##### Text provided
Solving ODE with Transcendental Function: e^{x-y'}

[AdrianZ]

Homework Statement

$$y' = e^{x-y'}$$

The Attempt at a Solution

I have no idea how to handle the situation when y' is appeared in the input of a transcendental function. I substituted y'=p to try to find a parameterized solution to this ODE but it leaded me to nowhere.

 

[jackmell]

That's going to involve the Lambert W function. How about I show you something and then you apply it to your problem:

If we have the expression:

$$g(x)e^{g(x)}=h(x)$$

Then I can take the W function of both sides:

$$W\left\{g(x)e^{g(x)}\right\}=W(h(x))$$

and since the W function is the inverse of ae^a, I can write:

$$g(x)=W(h(x))$$

Ok, now can you get your expression into the W-function form and then invert it with the W function to extract the "a" part?

 

[AdrianZ]

but our professor hasn't told us anything about Lambert W function :( I think first I should find some information about the Lambert function and its properties

 

[AdrianZ]

This is what I've done so far:
y'=p. e^x=pe^p
-> (dx/dy)e^x=(e^p+pe^p)(dp/dy)
1/p.pe^p=(e^p+pe^p)dp/dy
1=(1+p)dp/dy -> dy=(1+p)dp -> y = p + 1/2p² + C.
Now If I replace p=y' I'll obtain y = y' + 1/2(y')² + C. Do I need to solve this ODE to find y? Is what I've done correct so far?

 

[jackmell]

That's confussing to read. I believe you have to use the Lambert W-function to solve this. Just divide by $e^{y'}$:

$$y'e^{y'}=e^x$$

see, that's in Lambert W form. Remember any expression of the form ae^a so I can immediately take the W function of both sides just like you would take the inverse sine or any other inverse function of both sides. The property of this inverse reduces the expression then to:

$$y'=W(e^x)$$

Now just integrate:

$$\int_{y_0}^y dy=\int_{t_0}^t W(e^x)dx$$

That's absolutely no difference conceptually than doing the same thing with any other function like sines and cosines so the solution is:

$$y(x)=y_0+\int_{t_0}^{t} W(e^x)dx$$

 

[AdrianZ]

I understand the logic behind your method, That is fine, but I guess the professor wants us to convert the equation into an ODE of the form y'=f(x,p) and then he wants us to find parametric solutions to the ODE. He hasn't told us anything about Lambert's W function yet so I doubt he would accept my solution in your proposed way.
##########
##### Dataset records
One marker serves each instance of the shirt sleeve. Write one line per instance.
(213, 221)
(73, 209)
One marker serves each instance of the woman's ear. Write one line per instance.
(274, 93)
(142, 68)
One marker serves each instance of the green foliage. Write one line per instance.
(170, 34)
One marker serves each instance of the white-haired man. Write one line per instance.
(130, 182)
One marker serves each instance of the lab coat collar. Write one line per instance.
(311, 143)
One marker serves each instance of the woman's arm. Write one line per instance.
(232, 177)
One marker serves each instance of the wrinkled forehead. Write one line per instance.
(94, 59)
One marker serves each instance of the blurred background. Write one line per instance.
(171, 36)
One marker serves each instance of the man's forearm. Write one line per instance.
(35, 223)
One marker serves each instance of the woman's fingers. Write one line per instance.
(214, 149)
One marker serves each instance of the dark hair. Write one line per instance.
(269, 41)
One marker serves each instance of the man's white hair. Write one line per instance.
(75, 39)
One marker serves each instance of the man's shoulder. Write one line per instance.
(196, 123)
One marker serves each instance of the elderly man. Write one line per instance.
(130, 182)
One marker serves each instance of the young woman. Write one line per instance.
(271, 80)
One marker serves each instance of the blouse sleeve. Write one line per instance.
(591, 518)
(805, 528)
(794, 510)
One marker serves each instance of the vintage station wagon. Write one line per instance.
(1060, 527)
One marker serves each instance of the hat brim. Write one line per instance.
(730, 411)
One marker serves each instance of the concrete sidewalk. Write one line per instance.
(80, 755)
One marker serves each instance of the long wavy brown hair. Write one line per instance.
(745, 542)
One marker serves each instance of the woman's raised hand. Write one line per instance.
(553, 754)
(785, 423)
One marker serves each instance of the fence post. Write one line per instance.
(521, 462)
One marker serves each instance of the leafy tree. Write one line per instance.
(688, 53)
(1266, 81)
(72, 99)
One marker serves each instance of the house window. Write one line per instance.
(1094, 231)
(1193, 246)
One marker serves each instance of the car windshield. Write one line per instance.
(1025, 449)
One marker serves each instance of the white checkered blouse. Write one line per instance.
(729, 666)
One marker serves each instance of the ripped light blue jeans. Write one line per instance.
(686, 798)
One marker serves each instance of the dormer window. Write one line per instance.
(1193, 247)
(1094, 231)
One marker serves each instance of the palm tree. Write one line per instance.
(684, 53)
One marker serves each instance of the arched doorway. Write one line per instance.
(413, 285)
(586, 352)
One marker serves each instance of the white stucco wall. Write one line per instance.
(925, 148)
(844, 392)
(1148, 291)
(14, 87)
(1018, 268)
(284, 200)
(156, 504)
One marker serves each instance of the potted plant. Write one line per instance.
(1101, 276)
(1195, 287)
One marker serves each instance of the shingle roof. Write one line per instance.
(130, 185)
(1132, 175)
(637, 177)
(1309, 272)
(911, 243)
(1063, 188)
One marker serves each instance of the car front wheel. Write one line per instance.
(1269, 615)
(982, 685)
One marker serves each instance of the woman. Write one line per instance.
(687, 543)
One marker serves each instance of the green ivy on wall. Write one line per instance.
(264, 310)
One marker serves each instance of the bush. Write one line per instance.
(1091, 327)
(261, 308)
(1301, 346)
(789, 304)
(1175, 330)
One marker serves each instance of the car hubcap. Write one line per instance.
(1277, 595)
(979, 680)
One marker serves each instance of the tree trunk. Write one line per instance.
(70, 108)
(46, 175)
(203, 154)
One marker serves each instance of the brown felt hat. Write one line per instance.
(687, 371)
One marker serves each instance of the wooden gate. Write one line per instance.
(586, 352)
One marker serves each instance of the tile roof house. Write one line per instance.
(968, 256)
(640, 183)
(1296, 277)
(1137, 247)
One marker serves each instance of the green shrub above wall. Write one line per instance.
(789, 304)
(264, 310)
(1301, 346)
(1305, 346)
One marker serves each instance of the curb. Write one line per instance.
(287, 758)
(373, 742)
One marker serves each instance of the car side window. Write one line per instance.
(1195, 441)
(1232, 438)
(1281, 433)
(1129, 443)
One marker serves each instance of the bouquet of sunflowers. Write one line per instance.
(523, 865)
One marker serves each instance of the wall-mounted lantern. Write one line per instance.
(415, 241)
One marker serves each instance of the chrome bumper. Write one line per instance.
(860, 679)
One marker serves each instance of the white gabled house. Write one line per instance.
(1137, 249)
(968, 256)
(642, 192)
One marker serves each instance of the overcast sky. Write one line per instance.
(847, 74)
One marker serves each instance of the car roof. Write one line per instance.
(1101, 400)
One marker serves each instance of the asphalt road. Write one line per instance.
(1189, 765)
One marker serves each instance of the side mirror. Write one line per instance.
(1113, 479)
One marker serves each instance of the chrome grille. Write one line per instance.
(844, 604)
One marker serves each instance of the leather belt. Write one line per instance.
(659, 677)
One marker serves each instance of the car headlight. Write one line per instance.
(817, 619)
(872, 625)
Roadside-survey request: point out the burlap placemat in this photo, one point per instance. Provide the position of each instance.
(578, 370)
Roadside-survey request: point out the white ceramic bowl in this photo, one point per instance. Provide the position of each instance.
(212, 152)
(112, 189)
##########
● **What this task involves**: Print everything in the forum thread on solving y' = e^{x-y'} from "but our professor" down to "-> (dx/dy)e^x=(e^p+pe^p)(dp/dy)", word for word. The records come from a separate source and are unrelated to the thread.

● **Output for this task**:
but our professor hasn't told us anything about Lambert W function :( I think first I should find some information about the Lambert function and its properties

 

[AdrianZ]

This is what I've done so far:
y'=p. e^x=pe^p
-> (dx/dy)e^x=(e^p+pe^p)(dp/dy)